SET EXERCISE = Find each line in the material below that contains the string "grass" and copy those lines out in full.

EXTRACTED RECORDS =
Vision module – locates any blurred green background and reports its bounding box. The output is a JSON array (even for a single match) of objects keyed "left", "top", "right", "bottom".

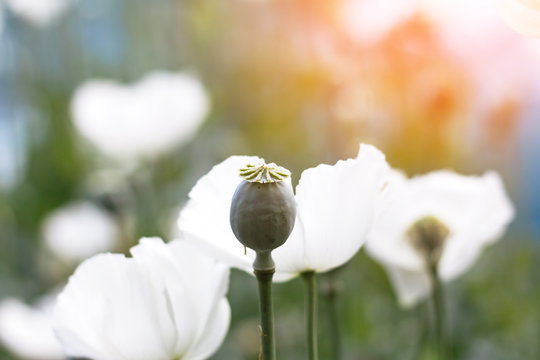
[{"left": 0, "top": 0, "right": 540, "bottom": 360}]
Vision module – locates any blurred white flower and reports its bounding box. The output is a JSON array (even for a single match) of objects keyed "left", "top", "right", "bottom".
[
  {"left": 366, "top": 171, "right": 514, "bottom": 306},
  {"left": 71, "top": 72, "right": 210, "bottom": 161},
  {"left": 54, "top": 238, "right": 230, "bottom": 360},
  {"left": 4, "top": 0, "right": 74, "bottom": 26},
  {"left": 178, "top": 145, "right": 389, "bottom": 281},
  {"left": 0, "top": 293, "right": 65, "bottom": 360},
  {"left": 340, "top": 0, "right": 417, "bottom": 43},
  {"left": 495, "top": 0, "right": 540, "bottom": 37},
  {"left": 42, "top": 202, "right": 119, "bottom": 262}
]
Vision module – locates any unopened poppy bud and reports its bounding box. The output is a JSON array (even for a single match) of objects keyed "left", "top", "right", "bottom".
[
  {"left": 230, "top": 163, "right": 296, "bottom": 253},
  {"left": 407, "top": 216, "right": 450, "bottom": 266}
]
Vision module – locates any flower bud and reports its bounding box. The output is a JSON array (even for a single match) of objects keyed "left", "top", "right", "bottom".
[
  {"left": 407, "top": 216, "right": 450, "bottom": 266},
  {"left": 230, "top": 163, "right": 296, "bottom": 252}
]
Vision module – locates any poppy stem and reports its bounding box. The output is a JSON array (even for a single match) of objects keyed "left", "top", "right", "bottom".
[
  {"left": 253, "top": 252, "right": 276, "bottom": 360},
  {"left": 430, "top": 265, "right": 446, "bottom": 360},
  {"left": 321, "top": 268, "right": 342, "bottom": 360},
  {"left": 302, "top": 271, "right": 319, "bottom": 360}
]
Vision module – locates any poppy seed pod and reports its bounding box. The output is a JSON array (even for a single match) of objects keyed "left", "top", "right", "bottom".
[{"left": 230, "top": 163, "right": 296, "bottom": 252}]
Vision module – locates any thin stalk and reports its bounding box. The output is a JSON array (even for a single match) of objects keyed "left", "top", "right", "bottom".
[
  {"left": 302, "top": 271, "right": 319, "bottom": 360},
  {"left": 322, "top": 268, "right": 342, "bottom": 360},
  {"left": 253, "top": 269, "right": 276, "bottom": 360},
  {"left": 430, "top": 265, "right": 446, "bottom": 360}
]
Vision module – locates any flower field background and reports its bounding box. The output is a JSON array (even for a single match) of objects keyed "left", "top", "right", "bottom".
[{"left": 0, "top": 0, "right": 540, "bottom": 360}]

--

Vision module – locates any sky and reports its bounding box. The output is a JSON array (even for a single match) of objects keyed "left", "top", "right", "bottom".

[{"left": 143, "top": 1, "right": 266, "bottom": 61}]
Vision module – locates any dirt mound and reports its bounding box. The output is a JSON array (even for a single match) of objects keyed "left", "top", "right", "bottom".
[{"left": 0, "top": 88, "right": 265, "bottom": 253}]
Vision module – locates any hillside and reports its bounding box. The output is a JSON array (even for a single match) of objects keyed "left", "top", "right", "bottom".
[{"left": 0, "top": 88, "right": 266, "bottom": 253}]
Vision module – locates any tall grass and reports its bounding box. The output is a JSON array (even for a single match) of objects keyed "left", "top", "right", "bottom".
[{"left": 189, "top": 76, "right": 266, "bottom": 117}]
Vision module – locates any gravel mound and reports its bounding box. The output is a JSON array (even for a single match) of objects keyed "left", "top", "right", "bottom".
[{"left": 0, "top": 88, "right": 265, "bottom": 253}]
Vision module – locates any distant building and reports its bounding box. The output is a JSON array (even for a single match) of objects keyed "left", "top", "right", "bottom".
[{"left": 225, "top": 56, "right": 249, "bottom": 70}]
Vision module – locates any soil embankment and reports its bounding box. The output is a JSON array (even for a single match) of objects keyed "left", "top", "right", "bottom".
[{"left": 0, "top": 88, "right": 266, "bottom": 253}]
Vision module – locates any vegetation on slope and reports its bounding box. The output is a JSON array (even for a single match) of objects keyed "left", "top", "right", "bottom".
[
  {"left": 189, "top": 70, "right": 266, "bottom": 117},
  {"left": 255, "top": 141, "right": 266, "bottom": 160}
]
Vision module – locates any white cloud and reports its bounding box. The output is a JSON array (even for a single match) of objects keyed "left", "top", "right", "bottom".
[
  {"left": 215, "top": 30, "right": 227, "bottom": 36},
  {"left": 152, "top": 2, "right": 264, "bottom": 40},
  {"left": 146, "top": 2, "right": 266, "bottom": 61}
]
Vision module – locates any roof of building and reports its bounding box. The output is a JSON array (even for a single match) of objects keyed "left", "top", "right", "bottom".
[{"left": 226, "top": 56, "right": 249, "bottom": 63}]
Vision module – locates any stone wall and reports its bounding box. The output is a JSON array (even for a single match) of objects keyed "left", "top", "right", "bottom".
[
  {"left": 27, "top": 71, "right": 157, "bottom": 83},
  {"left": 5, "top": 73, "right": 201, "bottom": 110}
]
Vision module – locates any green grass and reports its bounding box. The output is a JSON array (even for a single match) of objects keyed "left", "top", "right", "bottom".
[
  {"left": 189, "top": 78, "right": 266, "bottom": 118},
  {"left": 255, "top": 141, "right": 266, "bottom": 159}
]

==

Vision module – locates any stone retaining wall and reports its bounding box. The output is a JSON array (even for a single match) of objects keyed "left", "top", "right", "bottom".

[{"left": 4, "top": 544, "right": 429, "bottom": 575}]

FULL SOLUTION =
Vision module – locates any tall grass and reports its bounding box. The output is a JSON array (even for a single match) of objects keyed "left", "top", "right", "bottom".
Vision module – locates any green grass and reports its bounding box. The output is a JSON array (even for a single match) of objects keyed "left", "top", "right", "bottom".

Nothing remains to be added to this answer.